═══ MATERIAL SHOWN

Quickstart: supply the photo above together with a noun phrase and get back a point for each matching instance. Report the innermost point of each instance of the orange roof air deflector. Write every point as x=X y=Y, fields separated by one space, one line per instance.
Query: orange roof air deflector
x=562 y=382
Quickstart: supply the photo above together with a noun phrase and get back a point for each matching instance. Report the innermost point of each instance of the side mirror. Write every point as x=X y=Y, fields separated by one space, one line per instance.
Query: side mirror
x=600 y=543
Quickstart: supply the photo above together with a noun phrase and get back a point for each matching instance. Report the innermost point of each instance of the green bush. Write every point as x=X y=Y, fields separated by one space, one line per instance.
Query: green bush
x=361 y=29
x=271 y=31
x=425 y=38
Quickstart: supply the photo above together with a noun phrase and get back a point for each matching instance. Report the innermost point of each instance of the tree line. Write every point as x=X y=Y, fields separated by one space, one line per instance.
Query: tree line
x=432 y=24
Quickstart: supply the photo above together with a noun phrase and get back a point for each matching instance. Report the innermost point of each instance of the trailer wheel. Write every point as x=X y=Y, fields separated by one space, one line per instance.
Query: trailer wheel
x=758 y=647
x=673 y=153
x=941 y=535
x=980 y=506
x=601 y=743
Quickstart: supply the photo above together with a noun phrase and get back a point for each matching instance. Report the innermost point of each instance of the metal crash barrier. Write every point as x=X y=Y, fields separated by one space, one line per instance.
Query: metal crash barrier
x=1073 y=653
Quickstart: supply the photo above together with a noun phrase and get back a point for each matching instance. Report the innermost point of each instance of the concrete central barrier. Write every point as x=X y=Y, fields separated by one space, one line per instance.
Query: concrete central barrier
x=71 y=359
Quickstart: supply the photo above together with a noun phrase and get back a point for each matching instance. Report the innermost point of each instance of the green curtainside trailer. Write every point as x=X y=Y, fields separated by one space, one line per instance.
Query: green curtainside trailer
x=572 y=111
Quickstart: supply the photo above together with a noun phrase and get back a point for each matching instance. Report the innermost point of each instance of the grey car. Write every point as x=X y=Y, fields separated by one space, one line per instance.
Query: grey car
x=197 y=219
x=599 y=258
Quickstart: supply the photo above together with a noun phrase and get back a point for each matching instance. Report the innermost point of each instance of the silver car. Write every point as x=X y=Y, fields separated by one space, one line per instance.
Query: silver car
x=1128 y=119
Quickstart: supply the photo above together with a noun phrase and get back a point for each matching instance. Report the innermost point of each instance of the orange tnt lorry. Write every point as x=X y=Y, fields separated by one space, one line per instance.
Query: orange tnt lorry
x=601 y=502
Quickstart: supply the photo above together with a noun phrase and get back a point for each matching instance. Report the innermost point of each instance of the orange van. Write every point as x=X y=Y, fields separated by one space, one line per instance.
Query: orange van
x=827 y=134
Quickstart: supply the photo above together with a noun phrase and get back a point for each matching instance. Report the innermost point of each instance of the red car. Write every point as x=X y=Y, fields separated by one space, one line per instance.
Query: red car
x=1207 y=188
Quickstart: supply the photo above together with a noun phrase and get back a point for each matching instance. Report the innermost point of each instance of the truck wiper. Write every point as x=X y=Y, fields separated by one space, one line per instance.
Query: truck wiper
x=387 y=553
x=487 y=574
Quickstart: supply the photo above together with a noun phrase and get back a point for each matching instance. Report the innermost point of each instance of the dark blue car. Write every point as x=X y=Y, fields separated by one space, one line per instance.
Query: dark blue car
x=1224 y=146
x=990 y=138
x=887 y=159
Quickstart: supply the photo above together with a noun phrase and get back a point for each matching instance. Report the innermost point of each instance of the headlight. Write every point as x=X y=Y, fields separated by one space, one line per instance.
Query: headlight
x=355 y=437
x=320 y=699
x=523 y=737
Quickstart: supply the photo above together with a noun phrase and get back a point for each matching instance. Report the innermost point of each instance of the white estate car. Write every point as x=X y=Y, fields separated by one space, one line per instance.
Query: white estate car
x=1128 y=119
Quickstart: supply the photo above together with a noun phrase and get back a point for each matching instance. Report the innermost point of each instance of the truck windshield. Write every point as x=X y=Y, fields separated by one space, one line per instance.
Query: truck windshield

══════
═══ MATERIAL SHOWN

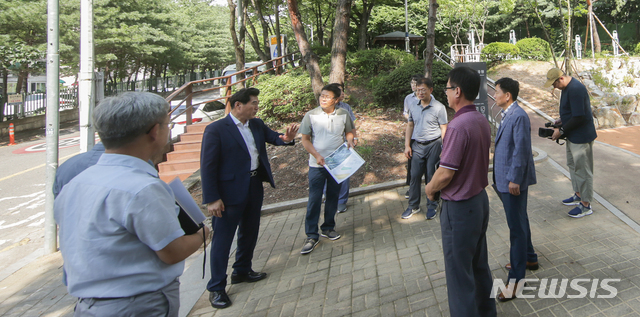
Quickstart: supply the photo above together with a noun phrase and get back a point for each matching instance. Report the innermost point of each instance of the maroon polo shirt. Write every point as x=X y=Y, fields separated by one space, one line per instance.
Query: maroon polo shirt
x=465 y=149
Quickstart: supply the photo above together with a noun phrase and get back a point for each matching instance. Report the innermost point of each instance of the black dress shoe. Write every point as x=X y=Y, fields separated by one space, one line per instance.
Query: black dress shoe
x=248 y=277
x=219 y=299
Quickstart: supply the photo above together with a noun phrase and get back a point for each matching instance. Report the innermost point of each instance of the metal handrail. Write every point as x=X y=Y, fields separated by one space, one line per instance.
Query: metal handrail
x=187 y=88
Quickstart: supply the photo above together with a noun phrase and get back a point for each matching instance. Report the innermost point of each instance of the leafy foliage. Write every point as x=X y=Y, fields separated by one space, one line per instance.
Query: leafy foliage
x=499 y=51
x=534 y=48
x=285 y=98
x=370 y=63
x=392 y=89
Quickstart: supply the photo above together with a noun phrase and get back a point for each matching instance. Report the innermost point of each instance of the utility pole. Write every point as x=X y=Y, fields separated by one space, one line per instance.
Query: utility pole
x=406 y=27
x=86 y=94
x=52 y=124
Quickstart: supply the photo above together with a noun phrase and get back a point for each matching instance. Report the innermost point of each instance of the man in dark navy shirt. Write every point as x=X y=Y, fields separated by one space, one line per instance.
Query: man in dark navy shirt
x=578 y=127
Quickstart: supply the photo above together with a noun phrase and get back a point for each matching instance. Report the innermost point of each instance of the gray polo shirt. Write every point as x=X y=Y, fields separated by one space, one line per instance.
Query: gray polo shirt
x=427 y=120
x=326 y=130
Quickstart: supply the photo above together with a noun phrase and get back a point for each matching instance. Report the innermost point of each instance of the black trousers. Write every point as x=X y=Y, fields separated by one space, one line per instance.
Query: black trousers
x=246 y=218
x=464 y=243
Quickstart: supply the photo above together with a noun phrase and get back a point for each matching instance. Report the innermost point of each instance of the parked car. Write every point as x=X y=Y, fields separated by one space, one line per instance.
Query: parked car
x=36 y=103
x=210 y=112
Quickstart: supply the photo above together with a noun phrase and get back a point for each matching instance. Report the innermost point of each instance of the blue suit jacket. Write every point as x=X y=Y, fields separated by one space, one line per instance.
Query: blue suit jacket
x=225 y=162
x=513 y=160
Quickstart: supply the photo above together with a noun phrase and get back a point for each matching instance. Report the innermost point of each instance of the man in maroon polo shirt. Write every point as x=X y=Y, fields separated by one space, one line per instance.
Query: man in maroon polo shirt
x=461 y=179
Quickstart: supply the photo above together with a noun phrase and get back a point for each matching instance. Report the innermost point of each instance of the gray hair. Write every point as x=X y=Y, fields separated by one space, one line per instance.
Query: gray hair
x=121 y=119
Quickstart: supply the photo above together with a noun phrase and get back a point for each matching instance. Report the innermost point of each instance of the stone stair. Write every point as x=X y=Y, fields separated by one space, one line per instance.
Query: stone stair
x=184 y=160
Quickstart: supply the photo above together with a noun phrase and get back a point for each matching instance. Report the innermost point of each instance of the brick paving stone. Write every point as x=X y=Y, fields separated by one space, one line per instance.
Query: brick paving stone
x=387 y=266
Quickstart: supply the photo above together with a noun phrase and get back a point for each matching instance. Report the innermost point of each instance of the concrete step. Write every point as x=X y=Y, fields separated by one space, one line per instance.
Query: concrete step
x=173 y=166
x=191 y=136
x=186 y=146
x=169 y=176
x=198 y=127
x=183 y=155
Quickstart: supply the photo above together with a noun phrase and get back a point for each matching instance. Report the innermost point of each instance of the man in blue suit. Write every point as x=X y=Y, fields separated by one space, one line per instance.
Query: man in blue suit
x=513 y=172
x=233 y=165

══════
═══ MATERIAL SHOWN

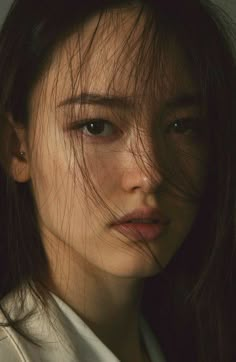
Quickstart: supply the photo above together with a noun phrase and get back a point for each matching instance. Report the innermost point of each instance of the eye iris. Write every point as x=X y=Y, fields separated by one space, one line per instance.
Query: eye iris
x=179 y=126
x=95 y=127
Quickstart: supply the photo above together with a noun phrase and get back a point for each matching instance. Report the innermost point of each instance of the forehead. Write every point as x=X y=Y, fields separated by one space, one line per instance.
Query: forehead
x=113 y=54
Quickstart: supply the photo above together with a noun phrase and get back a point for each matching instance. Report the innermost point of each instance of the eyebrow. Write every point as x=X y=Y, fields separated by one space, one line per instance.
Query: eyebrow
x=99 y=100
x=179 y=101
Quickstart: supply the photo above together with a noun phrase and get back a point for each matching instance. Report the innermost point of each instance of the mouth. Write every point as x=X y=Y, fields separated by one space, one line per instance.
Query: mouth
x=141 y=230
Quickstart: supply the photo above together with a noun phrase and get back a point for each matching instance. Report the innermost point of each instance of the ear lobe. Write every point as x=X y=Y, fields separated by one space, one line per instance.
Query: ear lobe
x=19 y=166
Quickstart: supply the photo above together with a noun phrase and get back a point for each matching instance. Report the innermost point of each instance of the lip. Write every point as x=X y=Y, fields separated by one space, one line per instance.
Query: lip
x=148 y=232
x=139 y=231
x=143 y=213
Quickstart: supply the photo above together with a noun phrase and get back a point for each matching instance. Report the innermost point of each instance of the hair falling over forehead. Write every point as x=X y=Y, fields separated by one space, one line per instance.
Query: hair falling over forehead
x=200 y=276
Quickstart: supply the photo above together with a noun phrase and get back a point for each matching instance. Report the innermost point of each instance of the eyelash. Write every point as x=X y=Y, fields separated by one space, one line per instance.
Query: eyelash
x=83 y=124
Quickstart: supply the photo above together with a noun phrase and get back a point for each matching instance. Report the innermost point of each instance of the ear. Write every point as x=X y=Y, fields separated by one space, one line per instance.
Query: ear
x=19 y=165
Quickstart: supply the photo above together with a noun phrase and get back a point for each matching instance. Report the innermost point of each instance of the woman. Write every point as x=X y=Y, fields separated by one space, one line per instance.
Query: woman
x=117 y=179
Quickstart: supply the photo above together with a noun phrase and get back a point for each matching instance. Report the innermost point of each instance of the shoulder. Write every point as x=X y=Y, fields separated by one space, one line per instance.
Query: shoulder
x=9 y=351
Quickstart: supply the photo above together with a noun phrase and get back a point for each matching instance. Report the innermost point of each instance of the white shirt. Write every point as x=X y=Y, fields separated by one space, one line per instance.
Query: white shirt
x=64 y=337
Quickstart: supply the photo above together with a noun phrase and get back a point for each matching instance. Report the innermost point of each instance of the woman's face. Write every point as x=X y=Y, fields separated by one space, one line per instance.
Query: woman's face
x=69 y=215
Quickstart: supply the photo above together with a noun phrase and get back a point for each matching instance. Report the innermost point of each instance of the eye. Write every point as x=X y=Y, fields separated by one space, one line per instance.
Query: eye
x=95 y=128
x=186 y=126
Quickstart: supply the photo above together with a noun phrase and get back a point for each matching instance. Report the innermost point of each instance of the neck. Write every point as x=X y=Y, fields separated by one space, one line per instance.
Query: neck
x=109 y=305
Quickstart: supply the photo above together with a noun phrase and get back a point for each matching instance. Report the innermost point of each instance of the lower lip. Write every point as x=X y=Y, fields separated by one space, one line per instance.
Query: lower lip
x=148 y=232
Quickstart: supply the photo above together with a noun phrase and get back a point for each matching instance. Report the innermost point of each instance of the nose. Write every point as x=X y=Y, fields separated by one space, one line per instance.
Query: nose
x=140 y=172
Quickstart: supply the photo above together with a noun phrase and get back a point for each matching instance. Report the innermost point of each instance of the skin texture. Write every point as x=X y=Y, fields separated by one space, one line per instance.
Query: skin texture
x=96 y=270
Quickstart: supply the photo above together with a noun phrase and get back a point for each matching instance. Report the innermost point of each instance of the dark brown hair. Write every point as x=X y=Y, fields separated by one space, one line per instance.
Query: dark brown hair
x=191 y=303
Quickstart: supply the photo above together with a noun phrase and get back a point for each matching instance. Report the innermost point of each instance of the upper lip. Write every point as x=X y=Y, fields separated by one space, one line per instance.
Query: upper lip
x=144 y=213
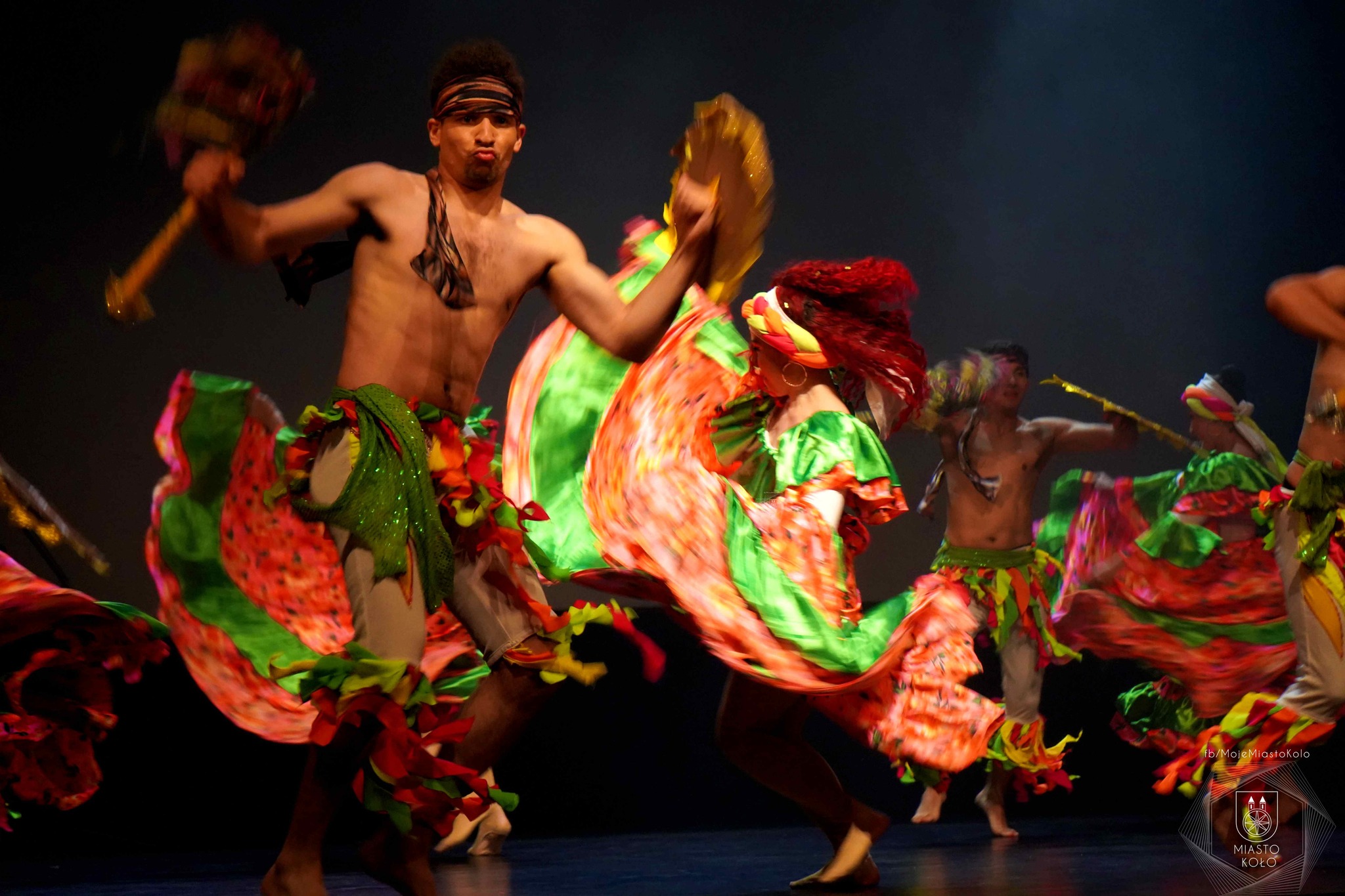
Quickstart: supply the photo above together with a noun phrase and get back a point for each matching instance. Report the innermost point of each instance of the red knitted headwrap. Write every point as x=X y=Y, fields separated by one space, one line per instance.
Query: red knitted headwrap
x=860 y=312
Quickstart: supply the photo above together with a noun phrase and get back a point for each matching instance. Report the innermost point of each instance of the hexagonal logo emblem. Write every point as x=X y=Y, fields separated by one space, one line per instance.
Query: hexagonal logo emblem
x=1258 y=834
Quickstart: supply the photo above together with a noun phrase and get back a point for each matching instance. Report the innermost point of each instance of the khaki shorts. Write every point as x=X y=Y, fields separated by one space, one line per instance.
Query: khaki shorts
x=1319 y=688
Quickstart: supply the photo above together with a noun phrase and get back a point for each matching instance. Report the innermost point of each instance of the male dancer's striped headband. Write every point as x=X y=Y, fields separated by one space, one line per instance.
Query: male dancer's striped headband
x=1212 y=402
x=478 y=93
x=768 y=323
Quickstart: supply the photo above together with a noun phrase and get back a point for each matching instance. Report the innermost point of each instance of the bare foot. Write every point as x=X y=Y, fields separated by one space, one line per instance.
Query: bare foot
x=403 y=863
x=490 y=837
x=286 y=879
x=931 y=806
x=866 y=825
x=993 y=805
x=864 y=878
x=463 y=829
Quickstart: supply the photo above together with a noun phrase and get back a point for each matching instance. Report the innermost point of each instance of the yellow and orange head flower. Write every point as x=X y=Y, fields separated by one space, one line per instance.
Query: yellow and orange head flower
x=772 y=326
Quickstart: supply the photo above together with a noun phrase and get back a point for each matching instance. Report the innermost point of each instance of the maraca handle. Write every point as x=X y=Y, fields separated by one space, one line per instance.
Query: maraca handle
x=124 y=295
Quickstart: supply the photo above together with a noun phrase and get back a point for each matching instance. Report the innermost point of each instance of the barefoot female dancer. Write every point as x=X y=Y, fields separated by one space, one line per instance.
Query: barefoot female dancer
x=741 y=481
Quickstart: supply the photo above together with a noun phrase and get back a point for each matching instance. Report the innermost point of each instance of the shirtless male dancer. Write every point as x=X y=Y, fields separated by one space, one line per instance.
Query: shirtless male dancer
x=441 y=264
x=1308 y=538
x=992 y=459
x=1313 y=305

══════

AIM OF THE TASK
Could you give back the part of the data that opens with the line containing "the orange roof" and closes with the line containing "x=1073 y=653", swapping "innermost point" for "center point" and keeping everything else the same?

EXERCISE RESULT
Quickstart: supply the photo above together with a noun phrase and get back a point for each matching instance. Report the center point of each instance of the orange roof air deflector. Write every point as x=X y=Y, fields separated by one space, one line per instance.
Query: orange roof air deflector
x=562 y=382
Quickstart: supply the photo above together with a noun phrase and get back a point for each matching instance. Report the center point of each instance of the side mirror. Write every point as x=X y=Y, fields separated by one space, one line per instance.
Query: side mirror
x=600 y=543
Quickstart: supply the photo above together with a noun phrase and get back a point for each matching instance. Report the center point of each instance of the green bush. Write every point as x=X y=Y, fields separated by one space, one line per instance.
Query: green bush
x=361 y=29
x=271 y=31
x=425 y=38
Quickstart: supply the photo above together with a noun phrase and get back a point for each matching instance. Report the center point of each instance of the tree line. Write every point as x=X y=Y, fields separated by one space, one line per instance.
Query: tree line
x=432 y=24
Quickstart: supply the photo above together with a noun phrase and get back a point for each matching instance. Report the center point of each instance of the trailer wheel. Write every point as x=X y=Y, fields separated by one space, one line per instance.
Query: trailer wheel
x=758 y=647
x=673 y=153
x=941 y=535
x=980 y=506
x=601 y=743
Quickstart: supply the photo above together with a noun phrase and get back a point for each matching instance. Report the center point of each instance of the metal crash barrier. Write every point as x=X y=Y, fields separated by one space, one line per instance.
Query: metal crash barrier
x=1073 y=653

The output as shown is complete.